_Problem to solve:_
Extend the Hi-C workflow documentation, starting right after its last sentence.

_Document segment:_
--- START ---

This workflow takes as input a collection of paired fastq. It uses HiCUP to go from fastq to validPair file using the middle of the fragment as coordinates. The pairs are filtered for MAPQ and sorted by cooler to generate a tabix dataset. Cooler is used to generate a balanced cool file to the desired resolution.

  • Author(s):
  • Lucille Delisle
  • Release: 0.3
  • License: MIT
  • UniqueID: 2196fbff-317e-437d-a022-696a1f95a850

Hi-C (hic_fastq_to_cool_hicup_cooler) and region capture Hi-C (chic_fastq_to_cool_hicup_cooler) Workflows

This can also be used for Hi-ChIP experiments, in that case the output with matrix with iced values is ignored and the matrix to use is matrix with raw values.

Input datasets

  • The workflow needs a list of dataset pairs of fastqsanger.

Input values

  • genome name: suggested from the bowtie2 indices, it is used to map and build the list of bins.
  • restriction enzyme: Restriction enzyme used e.g. A^GATCT,BglII. The '^' is used to express where the enzyme cuts.
  • No fill-in: If you used a biotin fill-in protocol, put this to false, else, put it to true.
  • minimum MAPQ: Filtering to apply to pairs you want to keep in your matrix, set it to 0 to not apply filtering (HiCUP already filter for uniquely mapped or MAPQ30).

--- END ---

_The data:_

--- START ---

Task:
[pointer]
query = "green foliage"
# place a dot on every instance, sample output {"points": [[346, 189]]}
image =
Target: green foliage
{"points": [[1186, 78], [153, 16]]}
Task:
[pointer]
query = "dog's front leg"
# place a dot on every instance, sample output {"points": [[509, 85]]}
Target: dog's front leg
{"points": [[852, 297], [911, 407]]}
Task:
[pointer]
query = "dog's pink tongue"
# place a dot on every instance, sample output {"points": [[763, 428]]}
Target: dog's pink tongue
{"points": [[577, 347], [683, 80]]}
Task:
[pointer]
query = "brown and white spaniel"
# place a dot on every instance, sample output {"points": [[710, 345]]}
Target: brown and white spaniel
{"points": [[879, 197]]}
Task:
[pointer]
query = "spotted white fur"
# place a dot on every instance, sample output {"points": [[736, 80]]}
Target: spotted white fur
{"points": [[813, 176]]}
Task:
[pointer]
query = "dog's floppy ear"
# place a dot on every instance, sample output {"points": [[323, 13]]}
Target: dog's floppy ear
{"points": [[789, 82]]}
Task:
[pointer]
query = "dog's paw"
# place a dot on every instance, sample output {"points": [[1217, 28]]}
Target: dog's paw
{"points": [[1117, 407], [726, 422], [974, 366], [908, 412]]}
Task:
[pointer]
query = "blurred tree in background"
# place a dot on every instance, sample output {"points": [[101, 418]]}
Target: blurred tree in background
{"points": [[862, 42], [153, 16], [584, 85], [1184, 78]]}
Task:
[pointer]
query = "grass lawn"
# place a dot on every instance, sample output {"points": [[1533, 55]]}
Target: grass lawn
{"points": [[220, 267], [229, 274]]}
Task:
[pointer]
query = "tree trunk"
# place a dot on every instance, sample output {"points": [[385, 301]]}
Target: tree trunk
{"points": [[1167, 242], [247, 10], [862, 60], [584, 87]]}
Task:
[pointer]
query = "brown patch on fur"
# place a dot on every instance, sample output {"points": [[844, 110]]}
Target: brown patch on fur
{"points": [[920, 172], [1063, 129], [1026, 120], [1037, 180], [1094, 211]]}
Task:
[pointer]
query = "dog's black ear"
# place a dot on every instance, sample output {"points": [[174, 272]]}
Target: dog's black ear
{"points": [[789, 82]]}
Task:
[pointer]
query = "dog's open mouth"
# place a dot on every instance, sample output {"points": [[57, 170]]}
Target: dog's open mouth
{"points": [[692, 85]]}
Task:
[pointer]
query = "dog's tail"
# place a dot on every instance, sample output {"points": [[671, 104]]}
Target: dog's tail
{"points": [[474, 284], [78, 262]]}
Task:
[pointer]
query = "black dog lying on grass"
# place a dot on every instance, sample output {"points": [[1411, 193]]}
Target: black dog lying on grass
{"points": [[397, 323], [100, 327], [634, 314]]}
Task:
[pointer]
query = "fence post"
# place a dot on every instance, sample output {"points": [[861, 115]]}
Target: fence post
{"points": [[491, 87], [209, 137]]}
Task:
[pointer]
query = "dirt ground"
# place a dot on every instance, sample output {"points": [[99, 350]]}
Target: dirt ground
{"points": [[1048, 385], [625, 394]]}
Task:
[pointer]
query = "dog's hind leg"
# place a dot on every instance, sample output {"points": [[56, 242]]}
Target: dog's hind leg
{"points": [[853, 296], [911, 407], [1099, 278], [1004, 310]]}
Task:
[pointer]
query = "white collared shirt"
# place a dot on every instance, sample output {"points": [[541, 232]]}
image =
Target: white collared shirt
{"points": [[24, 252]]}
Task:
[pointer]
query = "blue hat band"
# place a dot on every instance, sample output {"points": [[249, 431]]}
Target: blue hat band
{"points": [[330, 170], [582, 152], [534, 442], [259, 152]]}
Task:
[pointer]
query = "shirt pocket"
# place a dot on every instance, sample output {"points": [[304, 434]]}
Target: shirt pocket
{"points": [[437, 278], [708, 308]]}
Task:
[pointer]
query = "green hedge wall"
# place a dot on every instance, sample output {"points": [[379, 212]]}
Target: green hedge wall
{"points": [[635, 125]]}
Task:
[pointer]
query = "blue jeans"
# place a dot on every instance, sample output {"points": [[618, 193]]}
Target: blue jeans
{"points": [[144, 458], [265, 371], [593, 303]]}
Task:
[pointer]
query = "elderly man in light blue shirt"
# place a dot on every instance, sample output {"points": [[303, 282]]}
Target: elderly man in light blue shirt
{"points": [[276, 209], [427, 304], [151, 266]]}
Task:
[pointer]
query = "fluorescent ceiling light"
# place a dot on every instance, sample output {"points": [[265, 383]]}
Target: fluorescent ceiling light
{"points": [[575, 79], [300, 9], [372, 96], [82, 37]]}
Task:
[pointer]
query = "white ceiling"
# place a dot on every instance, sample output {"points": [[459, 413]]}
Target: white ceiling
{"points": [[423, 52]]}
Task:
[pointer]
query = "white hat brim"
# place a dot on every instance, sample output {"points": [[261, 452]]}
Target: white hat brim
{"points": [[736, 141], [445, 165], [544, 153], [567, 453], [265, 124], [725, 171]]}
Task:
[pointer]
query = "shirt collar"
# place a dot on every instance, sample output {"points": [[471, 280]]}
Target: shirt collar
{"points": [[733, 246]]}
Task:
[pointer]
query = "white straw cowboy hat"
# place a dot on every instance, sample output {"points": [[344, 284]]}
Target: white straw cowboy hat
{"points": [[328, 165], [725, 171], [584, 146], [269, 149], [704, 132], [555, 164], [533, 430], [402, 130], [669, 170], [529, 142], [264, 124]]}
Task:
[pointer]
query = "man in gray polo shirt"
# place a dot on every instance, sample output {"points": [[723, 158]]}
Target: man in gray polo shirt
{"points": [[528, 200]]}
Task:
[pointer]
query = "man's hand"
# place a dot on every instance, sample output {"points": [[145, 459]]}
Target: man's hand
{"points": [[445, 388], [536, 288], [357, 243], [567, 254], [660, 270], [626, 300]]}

--- END ---

_The answer:_
  • Bin size in bp: Used to generate your first matrix but you will be able to rerun the subworkflow hic_tabix_to_cool_cooler to get other resolutions.
  • Interactions to consider to calculate weights in normalization step: this is a parameter for the last correction step (ICE).

For the region capture workflow:

  • chromosome, start and end positions of the capture region

For the Hi-C workflow:

  • region to use in pyGenomeTracks to check the matrices.


  • Reads are processed with HiCUP which comprises these steps:
    • Truncation of reads for the religation motif
    • Mapping of mates independently with bowtie2
    • Pairing the mates when both mates are uniquely mapped or MAPQ30
    • Filtering the pairs for undigested, self-ligated...
    • Removing duplicates
  • The output BAM file is converted to medium juicer format: <readname> <str1> <chr1> <pos1> <frag1> <str2> <chr2> <pos2> <frag2> <mapq1> <mapq2> where str = strand (0 for forward, anything else for reverse) and pos is the middle of the fragment.
  • The pairs are filtered for MAPQ if specified.
  • For the region capture Hi-C workflow the pairs are filtered for both mates in the captured region.
  • The filtered pairs are sorted and indexed with cooler_csort.
  • The pairs are loaded into a matrix of the given resolution and balanced with cooler.
  • A final plot is made with pyGenomeTracks using the balanced matrices on the region provided or the capture region.


There are 2 subworkflows: hic_tabix_to_cool_cooler and hic_fastq_to_pairs_hicup.ga.


This first subworkflow can be used to generate matrices to different resolutions using one of the output of the full workflow (valid pairs filtered and sorted).

If the dataset are still in galaxy (format: juicer_medium_tabix.gz), the workflow can be run directly.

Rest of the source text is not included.